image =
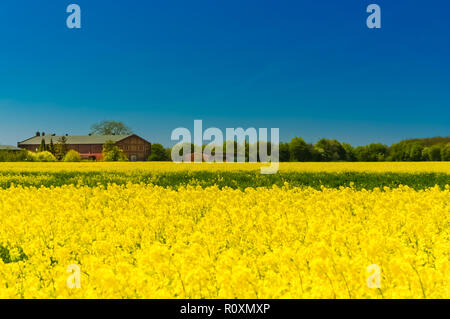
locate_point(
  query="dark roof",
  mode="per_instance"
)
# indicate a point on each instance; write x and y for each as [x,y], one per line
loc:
[75,140]
[9,148]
◆ ◆ ◆ ◆ ◆
## What the exercise asks
For this exercise, transcribe the entries above exactly, without any pictures.

## Answer for this exercise
image =
locate_point(
  query="dark roof",
  mode="per_instance"
)
# indicate a point on each instance; write x and y for each as [x,y], one per line
loc:
[75,140]
[9,148]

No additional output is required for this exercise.